Exercise requirements: From the records below, pull every line that contains the word "uniform". Case matters.

Dataset records:
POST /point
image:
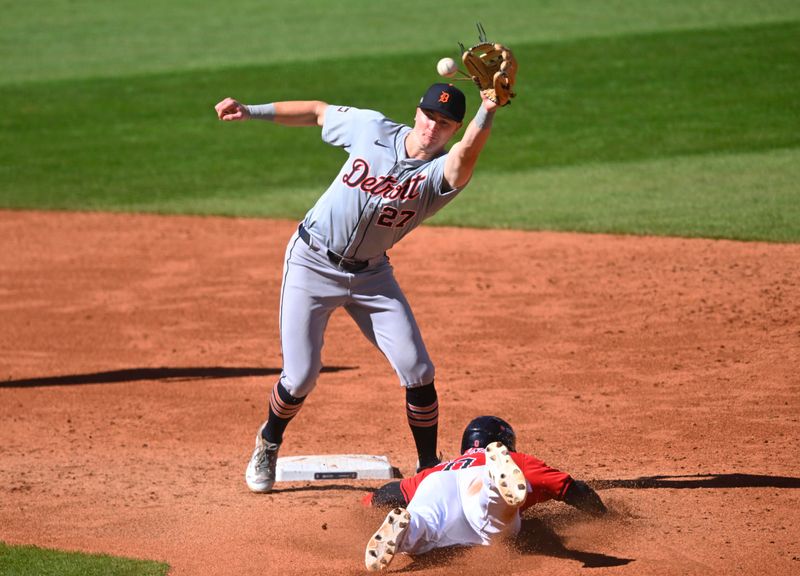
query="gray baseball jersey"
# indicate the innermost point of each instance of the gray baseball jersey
(380, 194)
(378, 197)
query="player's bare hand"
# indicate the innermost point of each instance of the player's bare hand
(230, 109)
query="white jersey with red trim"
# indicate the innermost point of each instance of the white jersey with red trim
(544, 482)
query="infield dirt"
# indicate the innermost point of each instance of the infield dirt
(138, 351)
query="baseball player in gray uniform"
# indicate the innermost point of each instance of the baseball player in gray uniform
(395, 176)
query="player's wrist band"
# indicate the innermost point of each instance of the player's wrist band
(262, 111)
(483, 119)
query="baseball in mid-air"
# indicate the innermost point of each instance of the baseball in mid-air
(447, 67)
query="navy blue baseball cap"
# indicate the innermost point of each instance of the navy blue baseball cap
(445, 98)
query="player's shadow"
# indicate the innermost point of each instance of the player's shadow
(141, 374)
(537, 537)
(693, 481)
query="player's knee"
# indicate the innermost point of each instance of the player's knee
(300, 383)
(417, 374)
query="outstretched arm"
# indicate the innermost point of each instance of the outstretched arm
(292, 113)
(581, 495)
(463, 155)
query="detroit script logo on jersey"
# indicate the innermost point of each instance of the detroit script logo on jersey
(386, 186)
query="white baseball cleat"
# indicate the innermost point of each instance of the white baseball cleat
(382, 547)
(506, 476)
(260, 474)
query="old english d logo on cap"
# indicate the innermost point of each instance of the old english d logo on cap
(445, 99)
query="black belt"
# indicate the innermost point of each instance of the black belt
(344, 263)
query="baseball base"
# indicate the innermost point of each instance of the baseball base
(335, 467)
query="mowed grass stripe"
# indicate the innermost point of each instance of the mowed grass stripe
(31, 560)
(107, 144)
(93, 38)
(748, 196)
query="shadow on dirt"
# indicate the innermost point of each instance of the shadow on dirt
(138, 374)
(537, 537)
(701, 481)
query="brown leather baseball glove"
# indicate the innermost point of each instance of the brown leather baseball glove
(492, 67)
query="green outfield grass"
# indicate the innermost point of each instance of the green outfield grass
(633, 117)
(29, 560)
(657, 114)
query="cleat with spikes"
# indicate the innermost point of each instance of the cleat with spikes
(260, 474)
(382, 547)
(506, 476)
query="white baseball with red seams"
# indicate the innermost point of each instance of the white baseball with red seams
(447, 67)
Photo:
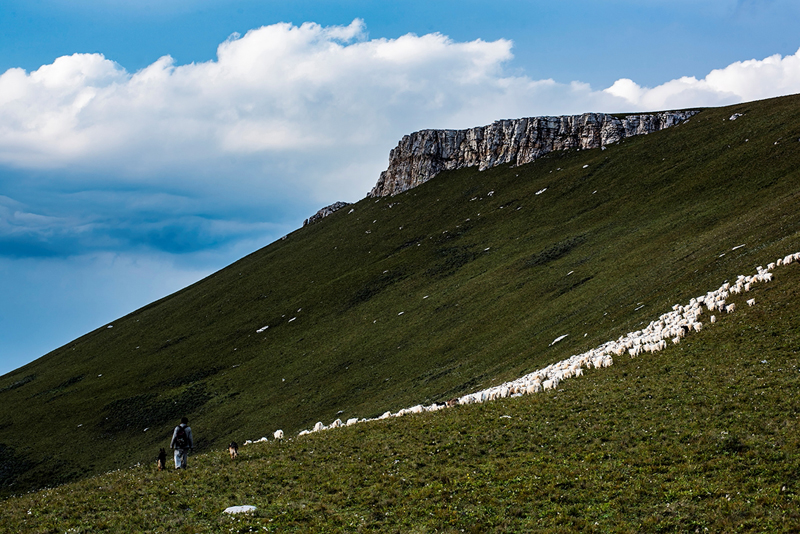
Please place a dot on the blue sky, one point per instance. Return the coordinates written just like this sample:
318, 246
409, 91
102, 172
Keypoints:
144, 145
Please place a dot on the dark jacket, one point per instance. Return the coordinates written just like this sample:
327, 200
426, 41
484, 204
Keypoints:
188, 435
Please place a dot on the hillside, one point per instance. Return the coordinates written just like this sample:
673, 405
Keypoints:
700, 437
456, 285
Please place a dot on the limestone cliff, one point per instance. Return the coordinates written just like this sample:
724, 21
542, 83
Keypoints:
424, 154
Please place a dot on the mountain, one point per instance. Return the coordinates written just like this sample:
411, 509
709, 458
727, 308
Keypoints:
458, 284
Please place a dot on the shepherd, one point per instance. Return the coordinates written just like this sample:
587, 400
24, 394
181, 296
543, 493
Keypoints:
182, 442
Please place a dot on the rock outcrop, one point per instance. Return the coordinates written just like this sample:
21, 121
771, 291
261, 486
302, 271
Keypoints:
424, 154
324, 212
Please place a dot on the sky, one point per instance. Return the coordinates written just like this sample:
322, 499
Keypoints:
145, 145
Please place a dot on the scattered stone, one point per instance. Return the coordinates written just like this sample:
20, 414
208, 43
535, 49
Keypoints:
324, 212
244, 509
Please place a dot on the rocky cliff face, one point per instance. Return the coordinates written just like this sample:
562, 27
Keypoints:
424, 154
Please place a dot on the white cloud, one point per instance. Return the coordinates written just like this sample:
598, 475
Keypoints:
741, 81
306, 110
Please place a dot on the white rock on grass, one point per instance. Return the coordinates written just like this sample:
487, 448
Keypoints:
244, 509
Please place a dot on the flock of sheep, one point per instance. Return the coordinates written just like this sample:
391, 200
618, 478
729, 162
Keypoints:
671, 327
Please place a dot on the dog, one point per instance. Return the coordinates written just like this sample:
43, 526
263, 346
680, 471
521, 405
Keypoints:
161, 461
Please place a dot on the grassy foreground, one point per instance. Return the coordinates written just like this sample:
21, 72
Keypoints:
702, 437
448, 288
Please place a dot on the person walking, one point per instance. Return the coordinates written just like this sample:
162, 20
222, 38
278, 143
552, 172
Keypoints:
182, 441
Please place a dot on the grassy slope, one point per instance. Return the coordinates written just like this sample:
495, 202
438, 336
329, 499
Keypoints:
700, 437
642, 227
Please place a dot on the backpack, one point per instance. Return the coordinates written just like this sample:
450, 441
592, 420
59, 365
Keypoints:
181, 438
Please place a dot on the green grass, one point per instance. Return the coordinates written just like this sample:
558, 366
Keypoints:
644, 226
700, 437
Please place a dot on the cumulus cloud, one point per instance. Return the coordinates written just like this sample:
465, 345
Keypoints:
738, 82
285, 119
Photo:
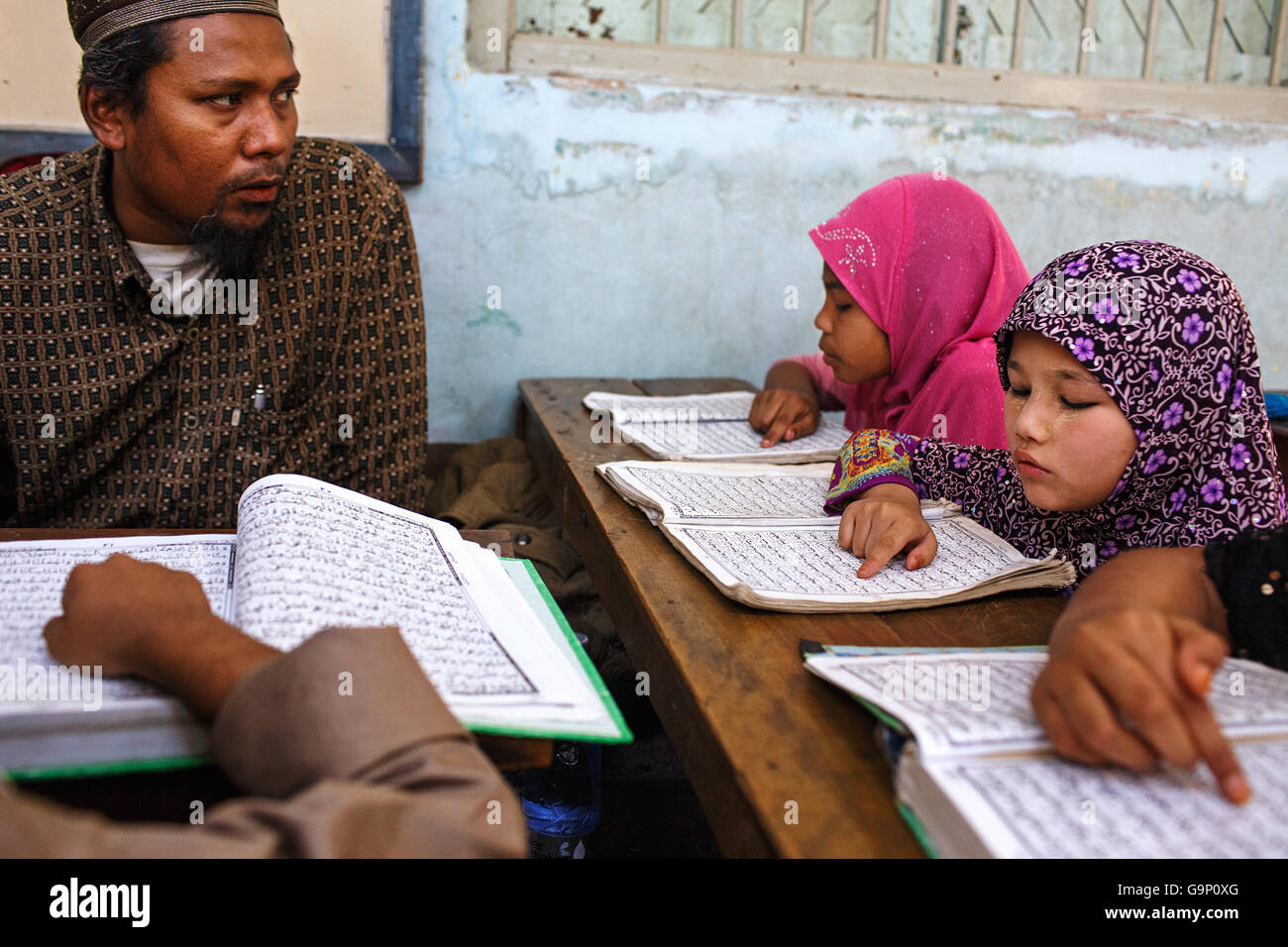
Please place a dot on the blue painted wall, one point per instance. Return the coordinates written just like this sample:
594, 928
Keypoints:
544, 253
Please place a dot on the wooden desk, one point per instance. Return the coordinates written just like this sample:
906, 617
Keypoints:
166, 795
752, 728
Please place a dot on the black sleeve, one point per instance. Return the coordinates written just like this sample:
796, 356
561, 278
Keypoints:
1250, 575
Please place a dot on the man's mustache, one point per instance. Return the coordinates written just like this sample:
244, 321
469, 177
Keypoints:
275, 171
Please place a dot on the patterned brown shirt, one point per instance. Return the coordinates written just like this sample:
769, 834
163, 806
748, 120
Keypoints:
115, 416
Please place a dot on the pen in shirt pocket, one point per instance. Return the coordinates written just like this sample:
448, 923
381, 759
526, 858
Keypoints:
258, 402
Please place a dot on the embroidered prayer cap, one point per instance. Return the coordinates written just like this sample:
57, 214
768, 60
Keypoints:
94, 21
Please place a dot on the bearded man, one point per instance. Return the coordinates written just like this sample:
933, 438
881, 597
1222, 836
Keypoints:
201, 298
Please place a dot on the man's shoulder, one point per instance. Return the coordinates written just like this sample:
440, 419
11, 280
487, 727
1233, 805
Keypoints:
322, 163
52, 187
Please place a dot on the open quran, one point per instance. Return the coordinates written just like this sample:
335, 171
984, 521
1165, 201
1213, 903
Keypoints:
305, 556
975, 776
759, 534
703, 427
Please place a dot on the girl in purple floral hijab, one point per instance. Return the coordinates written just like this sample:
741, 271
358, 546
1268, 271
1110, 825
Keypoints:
1133, 418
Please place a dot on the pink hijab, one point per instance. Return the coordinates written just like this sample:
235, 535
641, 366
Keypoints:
931, 264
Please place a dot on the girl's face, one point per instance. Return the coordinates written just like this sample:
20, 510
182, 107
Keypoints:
1068, 438
851, 343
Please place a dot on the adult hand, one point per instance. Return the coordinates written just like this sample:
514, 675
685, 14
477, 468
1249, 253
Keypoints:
136, 617
1128, 685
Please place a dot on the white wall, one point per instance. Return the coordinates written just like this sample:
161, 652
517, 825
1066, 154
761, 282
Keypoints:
531, 185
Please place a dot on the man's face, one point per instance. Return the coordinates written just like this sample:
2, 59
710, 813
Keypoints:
217, 133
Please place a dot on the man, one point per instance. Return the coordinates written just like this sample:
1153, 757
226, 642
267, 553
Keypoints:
201, 299
395, 775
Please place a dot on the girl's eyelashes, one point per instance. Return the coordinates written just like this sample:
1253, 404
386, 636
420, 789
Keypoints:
1017, 392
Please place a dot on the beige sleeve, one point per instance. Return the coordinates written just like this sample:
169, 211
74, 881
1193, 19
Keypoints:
382, 771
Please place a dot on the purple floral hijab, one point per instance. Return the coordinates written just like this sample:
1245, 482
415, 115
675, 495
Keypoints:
1166, 334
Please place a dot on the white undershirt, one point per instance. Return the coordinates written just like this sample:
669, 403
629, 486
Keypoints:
162, 261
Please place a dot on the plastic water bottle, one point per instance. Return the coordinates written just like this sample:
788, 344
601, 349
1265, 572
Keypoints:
562, 802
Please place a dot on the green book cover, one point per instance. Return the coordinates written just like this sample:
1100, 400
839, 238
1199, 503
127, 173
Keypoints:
612, 729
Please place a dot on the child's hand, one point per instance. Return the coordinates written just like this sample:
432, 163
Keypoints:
1144, 668
785, 414
885, 522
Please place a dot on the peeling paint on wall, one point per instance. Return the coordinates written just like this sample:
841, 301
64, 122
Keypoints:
533, 184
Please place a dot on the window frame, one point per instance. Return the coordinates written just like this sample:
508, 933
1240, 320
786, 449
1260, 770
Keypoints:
747, 69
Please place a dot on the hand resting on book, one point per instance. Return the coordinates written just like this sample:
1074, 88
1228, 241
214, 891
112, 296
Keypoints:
884, 522
143, 618
1131, 665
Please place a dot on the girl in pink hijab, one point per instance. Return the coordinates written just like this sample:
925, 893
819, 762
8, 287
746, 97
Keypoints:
918, 274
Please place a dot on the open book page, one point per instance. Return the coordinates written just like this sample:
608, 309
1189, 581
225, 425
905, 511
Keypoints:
707, 427
312, 556
33, 577
721, 406
1047, 806
805, 565
707, 492
695, 491
585, 715
977, 702
682, 440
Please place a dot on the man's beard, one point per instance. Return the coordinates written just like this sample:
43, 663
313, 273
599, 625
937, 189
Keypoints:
232, 253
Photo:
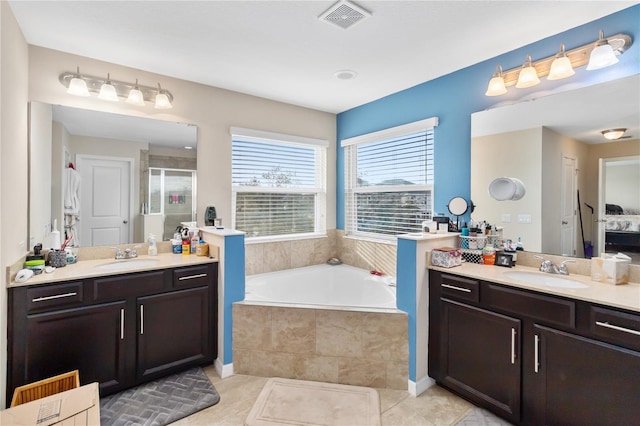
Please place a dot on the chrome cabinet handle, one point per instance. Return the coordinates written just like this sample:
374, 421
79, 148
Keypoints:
452, 287
513, 345
617, 327
190, 277
57, 296
536, 354
122, 324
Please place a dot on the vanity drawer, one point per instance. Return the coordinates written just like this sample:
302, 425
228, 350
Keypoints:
536, 306
615, 327
123, 286
54, 296
194, 276
459, 288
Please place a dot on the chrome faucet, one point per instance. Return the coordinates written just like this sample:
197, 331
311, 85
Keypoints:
128, 253
550, 268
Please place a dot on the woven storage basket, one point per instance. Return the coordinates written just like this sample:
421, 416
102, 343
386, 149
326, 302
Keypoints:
46, 387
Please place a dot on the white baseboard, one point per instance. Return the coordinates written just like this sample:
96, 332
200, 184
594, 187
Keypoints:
422, 385
223, 370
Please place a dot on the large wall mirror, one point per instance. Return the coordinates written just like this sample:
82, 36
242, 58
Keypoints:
573, 175
107, 178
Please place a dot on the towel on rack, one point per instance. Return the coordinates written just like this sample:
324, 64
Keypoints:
71, 187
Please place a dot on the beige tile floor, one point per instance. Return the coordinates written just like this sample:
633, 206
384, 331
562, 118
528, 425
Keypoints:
238, 393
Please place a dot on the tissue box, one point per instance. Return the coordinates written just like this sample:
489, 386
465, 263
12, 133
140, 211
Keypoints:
446, 257
612, 270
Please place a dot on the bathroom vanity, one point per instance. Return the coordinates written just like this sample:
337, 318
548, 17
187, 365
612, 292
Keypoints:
118, 328
536, 355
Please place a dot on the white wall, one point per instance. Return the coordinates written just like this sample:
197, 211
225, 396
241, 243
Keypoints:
41, 129
13, 161
493, 156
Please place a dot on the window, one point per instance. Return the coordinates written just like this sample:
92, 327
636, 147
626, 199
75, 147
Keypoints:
278, 184
389, 180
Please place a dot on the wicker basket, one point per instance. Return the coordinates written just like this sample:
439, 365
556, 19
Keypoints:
46, 387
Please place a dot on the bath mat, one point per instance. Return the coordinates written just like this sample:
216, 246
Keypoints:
300, 402
159, 402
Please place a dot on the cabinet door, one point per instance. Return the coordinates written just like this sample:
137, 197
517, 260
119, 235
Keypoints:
582, 381
174, 331
480, 354
90, 339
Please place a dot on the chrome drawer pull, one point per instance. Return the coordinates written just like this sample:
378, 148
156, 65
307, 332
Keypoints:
536, 355
615, 327
513, 345
122, 324
57, 296
190, 277
452, 287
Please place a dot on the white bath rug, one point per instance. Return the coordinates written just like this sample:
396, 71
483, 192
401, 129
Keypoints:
300, 402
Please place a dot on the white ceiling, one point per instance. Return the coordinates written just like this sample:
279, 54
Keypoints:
280, 50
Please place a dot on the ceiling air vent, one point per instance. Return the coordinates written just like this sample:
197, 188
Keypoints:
344, 14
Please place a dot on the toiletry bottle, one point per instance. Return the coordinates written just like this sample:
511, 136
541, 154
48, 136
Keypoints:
153, 248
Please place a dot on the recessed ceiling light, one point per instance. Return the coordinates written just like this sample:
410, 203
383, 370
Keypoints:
345, 74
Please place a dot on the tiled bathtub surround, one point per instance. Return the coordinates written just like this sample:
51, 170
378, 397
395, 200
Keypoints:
280, 255
335, 346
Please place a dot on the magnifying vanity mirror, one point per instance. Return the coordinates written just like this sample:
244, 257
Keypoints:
555, 145
108, 178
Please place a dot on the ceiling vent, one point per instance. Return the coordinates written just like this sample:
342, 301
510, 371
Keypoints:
344, 14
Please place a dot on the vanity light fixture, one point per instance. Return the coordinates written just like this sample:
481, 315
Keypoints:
496, 84
135, 96
108, 91
83, 85
528, 75
563, 64
613, 134
77, 86
603, 54
162, 100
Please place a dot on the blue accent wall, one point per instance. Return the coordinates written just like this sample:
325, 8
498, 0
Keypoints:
233, 287
454, 97
406, 293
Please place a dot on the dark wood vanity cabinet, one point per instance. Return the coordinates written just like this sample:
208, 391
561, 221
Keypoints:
533, 358
119, 330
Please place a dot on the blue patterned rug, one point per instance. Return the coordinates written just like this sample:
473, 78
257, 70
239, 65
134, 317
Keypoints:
159, 402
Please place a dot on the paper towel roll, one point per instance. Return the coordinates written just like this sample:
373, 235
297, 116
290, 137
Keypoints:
54, 238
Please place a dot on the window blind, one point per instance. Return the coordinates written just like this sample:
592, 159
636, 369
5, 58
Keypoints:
278, 187
389, 184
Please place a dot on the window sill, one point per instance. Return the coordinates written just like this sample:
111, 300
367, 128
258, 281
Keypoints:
275, 238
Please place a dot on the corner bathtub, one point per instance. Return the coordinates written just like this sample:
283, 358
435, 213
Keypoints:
326, 285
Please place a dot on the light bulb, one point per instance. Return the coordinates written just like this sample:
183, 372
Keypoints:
135, 96
77, 86
528, 75
108, 91
561, 66
496, 84
603, 55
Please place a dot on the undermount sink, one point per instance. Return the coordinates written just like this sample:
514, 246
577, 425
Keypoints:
127, 264
544, 279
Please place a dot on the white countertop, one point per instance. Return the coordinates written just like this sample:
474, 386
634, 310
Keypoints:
625, 296
92, 268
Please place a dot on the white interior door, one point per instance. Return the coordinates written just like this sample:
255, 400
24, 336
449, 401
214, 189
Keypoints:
568, 207
105, 200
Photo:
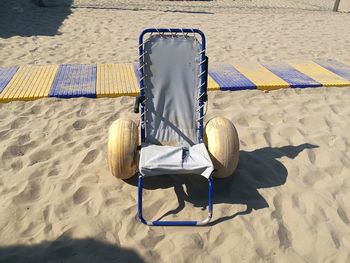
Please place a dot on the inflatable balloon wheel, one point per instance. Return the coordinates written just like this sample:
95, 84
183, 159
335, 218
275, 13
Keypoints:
221, 139
123, 155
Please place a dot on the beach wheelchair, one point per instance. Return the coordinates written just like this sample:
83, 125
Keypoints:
173, 77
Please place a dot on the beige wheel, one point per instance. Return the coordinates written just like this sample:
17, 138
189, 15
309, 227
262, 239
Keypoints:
122, 148
221, 138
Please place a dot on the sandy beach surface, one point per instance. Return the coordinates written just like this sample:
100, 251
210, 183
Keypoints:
288, 199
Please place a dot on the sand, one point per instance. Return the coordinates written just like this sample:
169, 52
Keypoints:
287, 201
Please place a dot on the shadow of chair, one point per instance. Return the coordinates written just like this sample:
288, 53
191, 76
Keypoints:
256, 169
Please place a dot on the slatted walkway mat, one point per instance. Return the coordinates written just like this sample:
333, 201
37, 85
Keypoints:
319, 73
6, 75
261, 76
115, 80
228, 78
75, 81
293, 77
29, 83
336, 67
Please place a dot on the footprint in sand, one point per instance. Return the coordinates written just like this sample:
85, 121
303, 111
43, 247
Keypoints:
90, 157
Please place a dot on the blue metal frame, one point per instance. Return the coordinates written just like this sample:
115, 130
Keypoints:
200, 126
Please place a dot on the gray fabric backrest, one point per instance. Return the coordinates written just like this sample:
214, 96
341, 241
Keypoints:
171, 83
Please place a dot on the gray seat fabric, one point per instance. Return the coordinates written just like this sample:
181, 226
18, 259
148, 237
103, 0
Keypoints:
171, 83
160, 160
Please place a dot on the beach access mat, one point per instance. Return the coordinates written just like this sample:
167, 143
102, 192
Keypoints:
73, 81
113, 80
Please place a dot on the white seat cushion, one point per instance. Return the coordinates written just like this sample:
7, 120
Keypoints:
162, 160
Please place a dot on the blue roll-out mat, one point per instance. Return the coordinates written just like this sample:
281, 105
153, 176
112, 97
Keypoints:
229, 78
74, 81
6, 75
336, 67
295, 78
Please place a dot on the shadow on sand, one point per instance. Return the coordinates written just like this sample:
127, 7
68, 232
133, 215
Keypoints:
68, 250
26, 18
257, 169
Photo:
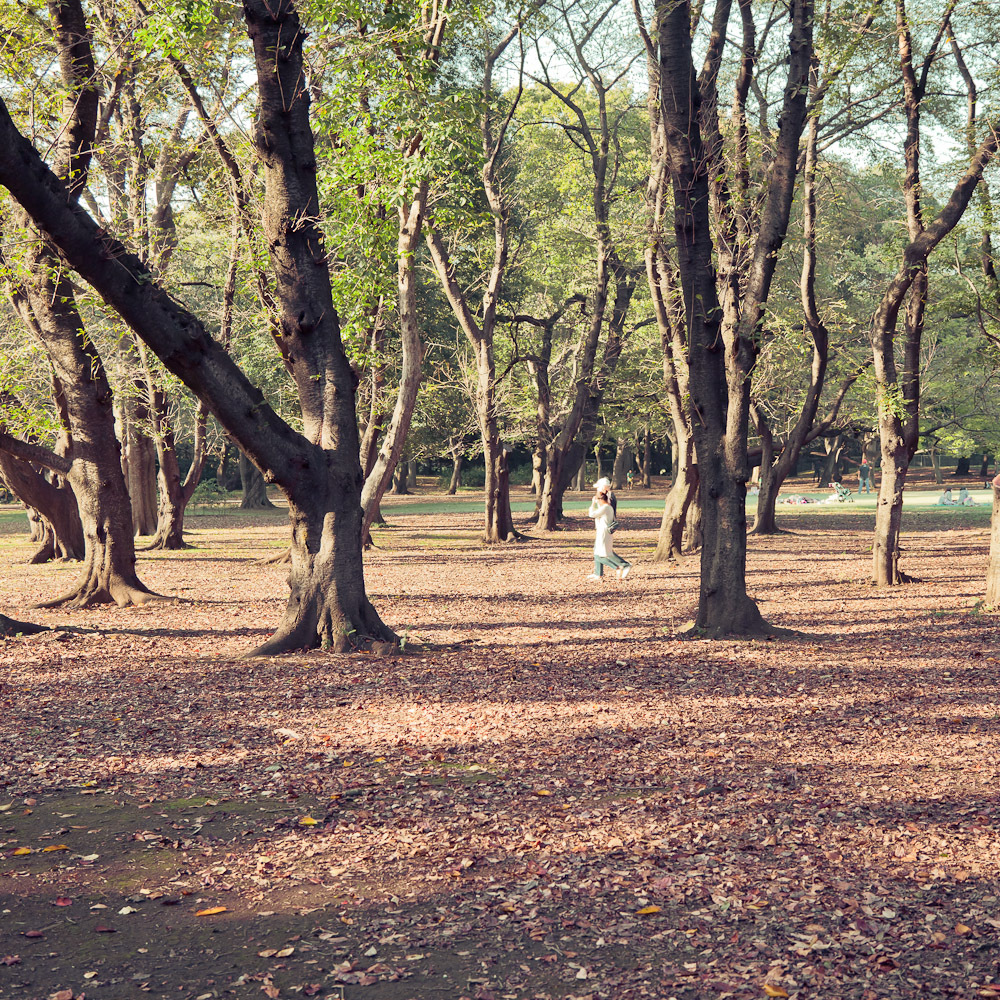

Problem solution:
query="baseball player in gray uniform"
# indicate the innermost point of each instance of the baseball player in gray uniform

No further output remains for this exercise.